Comme Koudus, ils sont nombreux à déballer chaque jour des films copiés, proposés pour une somme dérisoire : deux euros pièce, cinq euros les trois. Rien à voir avec des DVD du commerce, il s’agit de CD contenant des films DivX, un format utilisé essentiellement pour le téléchargement illégal. Difficile à quantifier, le phénomène a pris de l’ampleur au cours des derniers mois.

Les vendeurs de DivX à la sauvette sont de plus en plus nombreux à investir les couloirs de la RATP mais aussi l’entrée des bouches de métro, souvent près de leurs alter-ego qui proposent ceintures, posters ou jouets à musique. « Depuis la fin de l’automne, il y a une présence beaucoup plus importante et plus visible, souligne Frédéric Delacroix, délégué général de l’Association de lutte contre la piraterie audiovisuelle (Alpa). Il y a toujours eu ce type de vendeurs présents de manière sporadique, sur les marchés par exemple. À présent, ils vont jusque dans le métro et dans les rues. »

Atelier clandestin à Montreuil

Zahir est de ceux-là. Lui aussi dit venir du Bangladesh. Les CD piratés font partie de son quotidien. Chaque jour, il descend dans le métro de Saint-Lazare, République ou Marcadet-Poissonniers. Le long d’un mur, il propose aux passants et aux voyageurs ses films trois ou quatre heures durant. Il emporte toujours beaucoup de films, quatre cents, parfois plus. Selon lui, il y aurait beaucoup de ventes. Il est fier de proposer « toutes les nouveautés » : Shrek 4, L’Agence tous risques, Toy Story 3… Sur l’étal de fortune, se croisent des films déjà sortis, encore en salles, voire qui ne sont même pas à l’affiche. Bien souvent de mauvaise qualité, certains se révèlent toutefois de très bonne facture.

D’où vient cette marchandise ? Sur ce point, Zahir reste très vague : « Je vais chercher les DVD. On me les donne et j’en suis responsable. Je dois tout vendre pour être payé ». À Bonne-Nouvelle, Sani en dit un peu plus. Dans un bon anglais, il explique que « tout vient de Montreuil. Là-bas, il y a une fabrique. J’y vais et j’achète chaque DVD 1,20 euros ».

[Consigne] Pouvez-vous reprendre le passage du texte sur les vendeurs de DivX qui commence par les mots « Comme Koudus, ils » et se termine par « des derniers mois. », en substituant « modique » à « dérisoire » ?

[Jeu de données]

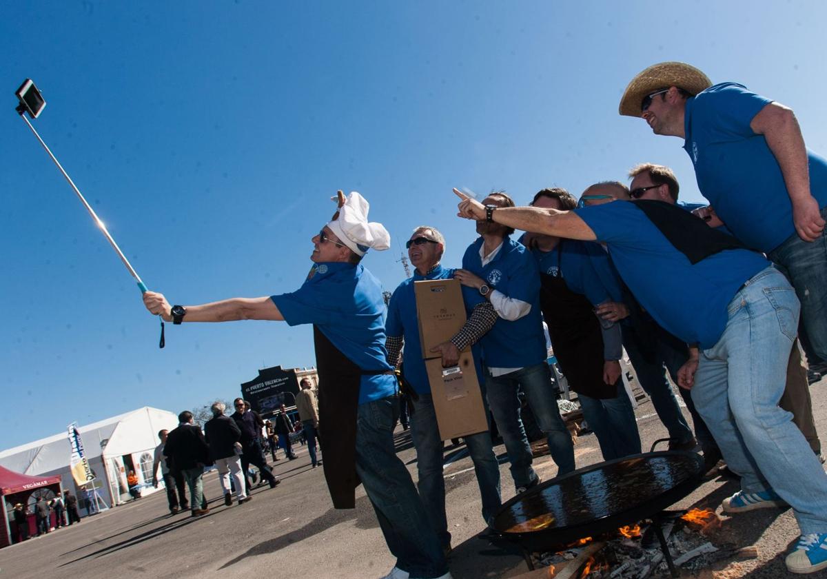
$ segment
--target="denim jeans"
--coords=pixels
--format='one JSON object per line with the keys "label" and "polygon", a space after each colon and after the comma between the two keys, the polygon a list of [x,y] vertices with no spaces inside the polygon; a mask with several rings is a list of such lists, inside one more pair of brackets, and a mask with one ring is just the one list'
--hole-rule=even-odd
{"label": "denim jeans", "polygon": [[614,398],[590,398],[577,395],[583,418],[597,437],[603,460],[610,461],[630,454],[640,454],[640,433],[634,409],[629,400],[623,380],[618,379]]}
{"label": "denim jeans", "polygon": [[514,486],[519,488],[532,485],[537,480],[537,473],[531,467],[531,446],[519,417],[518,388],[523,389],[538,425],[546,433],[548,451],[557,465],[558,476],[574,470],[574,443],[560,416],[545,361],[500,376],[488,372],[485,379],[488,405],[505,443]]}
{"label": "denim jeans", "polygon": [[802,534],[827,533],[827,473],[778,406],[799,304],[782,274],[762,270],[735,294],[718,342],[700,352],[692,387],[741,489],[772,489],[793,509]]}
{"label": "denim jeans", "polygon": [[193,510],[198,509],[199,505],[203,509],[205,506],[203,480],[204,467],[184,468],[181,471],[181,474],[184,475],[184,480],[189,486],[189,506]]}
{"label": "denim jeans", "polygon": [[365,486],[396,567],[411,577],[448,571],[442,548],[408,469],[396,456],[395,395],[360,404],[356,414],[356,474]]}
{"label": "denim jeans", "polygon": [[237,454],[226,458],[216,458],[215,467],[218,469],[218,480],[221,481],[221,488],[225,495],[232,494],[230,488],[230,477],[235,482],[236,494],[239,500],[246,498],[244,490],[244,475],[241,472],[241,458]]}
{"label": "denim jeans", "polygon": [[[827,218],[827,207],[822,208],[821,217]],[[827,360],[827,227],[815,242],[793,233],[767,256],[796,289],[810,345],[816,356]]]}
{"label": "denim jeans", "polygon": [[[413,400],[410,416],[411,438],[416,447],[419,496],[425,505],[431,525],[443,547],[451,544],[445,515],[445,479],[442,476],[442,439],[439,436],[437,414],[431,395],[420,394]],[[491,433],[488,430],[463,437],[474,462],[476,482],[482,498],[482,518],[487,524],[500,509],[500,464],[494,454]]]}
{"label": "denim jeans", "polygon": [[[638,341],[642,338],[638,333],[633,331],[624,332],[623,345],[634,367],[638,381],[652,400],[652,405],[669,433],[669,438],[685,443],[691,439],[692,431],[681,412],[675,392],[667,380],[664,366],[673,377],[676,377],[678,369],[689,356],[686,352],[679,352],[670,344],[657,339],[657,336],[654,337],[654,343],[644,345],[639,343]],[[653,360],[647,360],[643,356],[644,347],[653,351]]]}
{"label": "denim jeans", "polygon": [[308,453],[310,455],[310,464],[313,467],[318,461],[316,458],[316,428],[309,420],[302,423],[302,429],[304,431],[304,439],[308,441]]}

[Réponse complète]
Comme Koudus, ils sont nombreux à déballer chaque jour des films copiés, proposés pour une somme modique : deux euros pièce, cinq euros les trois. Rien à voir avec des DVD du commerce, il s’agit de CD contenant des films DivX, un format utilisé essentiellement pour le téléchargement illégal. Difficile à quantifier, le phénomène a pris de l’ampleur au cours des derniers mois.